***** Documento *****
Su questa tradizione s’innesta l’articolo 9, principio fondamentale della Costituzione italiana. Esso dispone che: «La Repubblica promuove lo sviluppo della cultura e la ricerca scientifica e tecnica. Tutela il paesaggio e il patrimonio storico e artistico della Nazione».

La tutela del paesaggio è, dunque, principio guida, a fondamento dell’azione dei poteri dello Stato; la stessa Corte Costituzionale le ha conferito «un valore di straordinario rilievo»[3], profondamente connesso con la «conservazione dell’ambiente»[4].
***** Dati registrati *****
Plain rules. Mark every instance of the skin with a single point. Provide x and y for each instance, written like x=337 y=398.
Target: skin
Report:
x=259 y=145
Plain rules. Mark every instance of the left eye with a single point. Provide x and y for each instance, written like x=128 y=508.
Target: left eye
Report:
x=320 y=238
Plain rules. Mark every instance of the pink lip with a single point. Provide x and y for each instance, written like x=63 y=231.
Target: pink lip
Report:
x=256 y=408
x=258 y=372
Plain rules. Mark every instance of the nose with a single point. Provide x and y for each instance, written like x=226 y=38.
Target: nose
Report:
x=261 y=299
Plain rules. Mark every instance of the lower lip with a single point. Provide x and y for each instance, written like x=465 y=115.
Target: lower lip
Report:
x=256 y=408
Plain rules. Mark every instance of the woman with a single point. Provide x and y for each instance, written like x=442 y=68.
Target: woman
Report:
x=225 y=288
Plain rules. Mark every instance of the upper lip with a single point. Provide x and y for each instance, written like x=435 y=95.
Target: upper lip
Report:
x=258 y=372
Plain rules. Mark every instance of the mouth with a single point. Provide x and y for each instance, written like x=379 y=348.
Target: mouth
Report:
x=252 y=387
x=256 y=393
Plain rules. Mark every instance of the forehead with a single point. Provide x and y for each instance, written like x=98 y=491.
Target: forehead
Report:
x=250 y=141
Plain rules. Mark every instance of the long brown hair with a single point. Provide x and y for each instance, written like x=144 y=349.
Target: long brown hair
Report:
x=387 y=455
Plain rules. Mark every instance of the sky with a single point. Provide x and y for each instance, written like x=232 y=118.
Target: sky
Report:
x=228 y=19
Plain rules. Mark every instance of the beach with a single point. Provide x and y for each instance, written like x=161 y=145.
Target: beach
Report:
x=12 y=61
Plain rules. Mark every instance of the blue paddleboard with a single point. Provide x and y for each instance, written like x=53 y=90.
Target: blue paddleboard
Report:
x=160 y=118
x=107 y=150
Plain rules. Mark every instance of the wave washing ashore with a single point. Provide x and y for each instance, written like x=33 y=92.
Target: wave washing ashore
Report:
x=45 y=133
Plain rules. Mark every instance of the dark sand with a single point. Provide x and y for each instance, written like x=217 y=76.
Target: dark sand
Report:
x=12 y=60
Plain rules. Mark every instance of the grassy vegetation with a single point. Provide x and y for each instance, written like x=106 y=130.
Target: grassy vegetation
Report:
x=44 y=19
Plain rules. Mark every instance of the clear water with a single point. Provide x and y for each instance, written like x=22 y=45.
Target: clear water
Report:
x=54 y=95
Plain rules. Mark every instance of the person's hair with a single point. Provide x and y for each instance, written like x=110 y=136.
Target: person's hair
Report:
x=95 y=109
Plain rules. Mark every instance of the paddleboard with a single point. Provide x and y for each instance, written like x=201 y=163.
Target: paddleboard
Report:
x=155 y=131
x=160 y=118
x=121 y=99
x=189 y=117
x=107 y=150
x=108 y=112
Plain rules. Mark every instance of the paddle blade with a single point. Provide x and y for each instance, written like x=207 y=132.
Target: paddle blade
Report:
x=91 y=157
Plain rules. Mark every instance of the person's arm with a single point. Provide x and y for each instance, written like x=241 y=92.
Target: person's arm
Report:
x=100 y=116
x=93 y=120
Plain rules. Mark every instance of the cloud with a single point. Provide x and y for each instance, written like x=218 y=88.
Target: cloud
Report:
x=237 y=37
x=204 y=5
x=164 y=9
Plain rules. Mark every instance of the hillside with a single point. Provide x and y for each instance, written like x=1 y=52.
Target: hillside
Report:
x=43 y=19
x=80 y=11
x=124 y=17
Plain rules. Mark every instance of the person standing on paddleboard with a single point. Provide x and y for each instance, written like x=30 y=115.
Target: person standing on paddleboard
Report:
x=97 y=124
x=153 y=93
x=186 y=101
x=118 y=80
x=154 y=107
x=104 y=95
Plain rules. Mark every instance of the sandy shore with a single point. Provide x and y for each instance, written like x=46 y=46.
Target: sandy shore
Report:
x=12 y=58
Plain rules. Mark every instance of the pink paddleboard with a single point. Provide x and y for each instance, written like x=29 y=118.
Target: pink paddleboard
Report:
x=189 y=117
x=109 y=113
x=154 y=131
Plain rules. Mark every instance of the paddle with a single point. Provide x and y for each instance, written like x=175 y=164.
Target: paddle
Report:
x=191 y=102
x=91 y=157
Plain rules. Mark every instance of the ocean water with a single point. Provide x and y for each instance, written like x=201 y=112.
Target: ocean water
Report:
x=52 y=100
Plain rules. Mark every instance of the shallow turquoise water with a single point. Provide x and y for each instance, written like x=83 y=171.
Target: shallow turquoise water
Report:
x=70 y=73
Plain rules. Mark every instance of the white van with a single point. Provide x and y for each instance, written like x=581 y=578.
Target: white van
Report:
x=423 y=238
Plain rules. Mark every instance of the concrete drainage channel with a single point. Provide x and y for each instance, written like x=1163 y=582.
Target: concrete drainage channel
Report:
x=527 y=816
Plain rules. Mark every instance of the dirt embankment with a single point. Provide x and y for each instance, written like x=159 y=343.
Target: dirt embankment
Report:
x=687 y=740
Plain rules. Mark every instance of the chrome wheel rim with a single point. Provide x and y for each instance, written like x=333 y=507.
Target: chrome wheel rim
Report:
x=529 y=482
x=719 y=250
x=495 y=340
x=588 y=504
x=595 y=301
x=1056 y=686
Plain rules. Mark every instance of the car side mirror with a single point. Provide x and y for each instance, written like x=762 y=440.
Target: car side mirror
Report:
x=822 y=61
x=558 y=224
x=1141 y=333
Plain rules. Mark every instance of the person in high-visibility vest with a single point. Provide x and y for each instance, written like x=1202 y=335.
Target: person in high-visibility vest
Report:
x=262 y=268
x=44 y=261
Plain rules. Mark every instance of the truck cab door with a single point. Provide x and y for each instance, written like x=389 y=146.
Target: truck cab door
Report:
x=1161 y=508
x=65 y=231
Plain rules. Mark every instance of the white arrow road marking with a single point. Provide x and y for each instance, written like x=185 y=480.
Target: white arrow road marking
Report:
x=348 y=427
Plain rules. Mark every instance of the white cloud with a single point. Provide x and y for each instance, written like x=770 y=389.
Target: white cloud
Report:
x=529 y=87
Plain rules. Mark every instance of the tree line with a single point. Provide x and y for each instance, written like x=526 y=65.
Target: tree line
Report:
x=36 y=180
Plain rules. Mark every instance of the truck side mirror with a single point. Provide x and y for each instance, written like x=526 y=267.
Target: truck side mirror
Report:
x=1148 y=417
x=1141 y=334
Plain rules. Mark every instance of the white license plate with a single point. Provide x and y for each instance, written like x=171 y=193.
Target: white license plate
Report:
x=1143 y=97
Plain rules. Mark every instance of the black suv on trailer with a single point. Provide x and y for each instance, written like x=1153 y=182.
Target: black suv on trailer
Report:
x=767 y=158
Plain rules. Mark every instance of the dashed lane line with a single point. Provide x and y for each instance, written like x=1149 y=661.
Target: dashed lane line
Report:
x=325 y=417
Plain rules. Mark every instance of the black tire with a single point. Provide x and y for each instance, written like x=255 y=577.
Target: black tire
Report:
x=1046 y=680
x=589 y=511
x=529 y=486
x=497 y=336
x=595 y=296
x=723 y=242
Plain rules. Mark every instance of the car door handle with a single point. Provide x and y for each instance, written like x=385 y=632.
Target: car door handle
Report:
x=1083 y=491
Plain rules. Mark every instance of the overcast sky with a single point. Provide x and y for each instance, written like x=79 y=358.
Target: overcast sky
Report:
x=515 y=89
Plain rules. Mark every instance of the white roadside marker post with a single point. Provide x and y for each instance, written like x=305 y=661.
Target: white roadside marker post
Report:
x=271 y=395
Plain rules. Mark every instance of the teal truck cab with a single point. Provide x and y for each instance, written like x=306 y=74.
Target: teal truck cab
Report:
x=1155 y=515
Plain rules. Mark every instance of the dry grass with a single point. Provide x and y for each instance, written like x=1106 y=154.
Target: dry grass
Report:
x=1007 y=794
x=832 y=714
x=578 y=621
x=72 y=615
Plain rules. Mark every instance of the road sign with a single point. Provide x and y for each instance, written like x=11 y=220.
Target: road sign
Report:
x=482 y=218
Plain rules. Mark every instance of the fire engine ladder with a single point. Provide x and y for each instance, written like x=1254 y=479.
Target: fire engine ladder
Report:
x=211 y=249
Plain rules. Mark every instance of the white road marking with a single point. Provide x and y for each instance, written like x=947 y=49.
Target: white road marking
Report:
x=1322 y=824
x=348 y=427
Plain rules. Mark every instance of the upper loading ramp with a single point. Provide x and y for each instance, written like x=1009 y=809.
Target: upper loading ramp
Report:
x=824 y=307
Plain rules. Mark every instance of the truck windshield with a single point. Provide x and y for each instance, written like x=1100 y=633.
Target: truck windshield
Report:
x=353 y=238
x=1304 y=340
*****
§ **Esercizi da svolgere**
- 1) Nel documento sull'articolo 9 della Costituzione, quale valore la Corte Costituzionale ha riconosciuto alla tutela del paesaggio?
- 2) Riprendi il documento sull'articolo 9 della Costituzione e scrivine il seguito a partire dall'ultima frase.
Il materiale è distinto dal documento e va considerato a parte.

§ **Soluzioni dell'esercizio**
- 1) Le ha conferito un valore di straordinario rilievo.

- 2)
Tra i diversi strumenti previsti a tutela del paesaggio rientrano senz’altro le autorizzazioni paesistiche, introdotte nell’ordinamento dalla c.d. legge Bottai (L. 1497 del 29 giugno 1939). L’autorizzazione è oggi definita, ai sensi del comma 4 dell’art. 146 del Codice dei beni culturali e del paesaggio (D.Lgs. 42 del 22 gennaio 2004), un atto autonomo ed un presupposto ineludibile rispetto al permesso di costruire o a qualsiasi altro titolo che legittimi un intervento urbanistico e edilizio, preordinato, dunque, alla verifica della compatibilità tra interesse paesaggistico tutelato ed intervento progettato.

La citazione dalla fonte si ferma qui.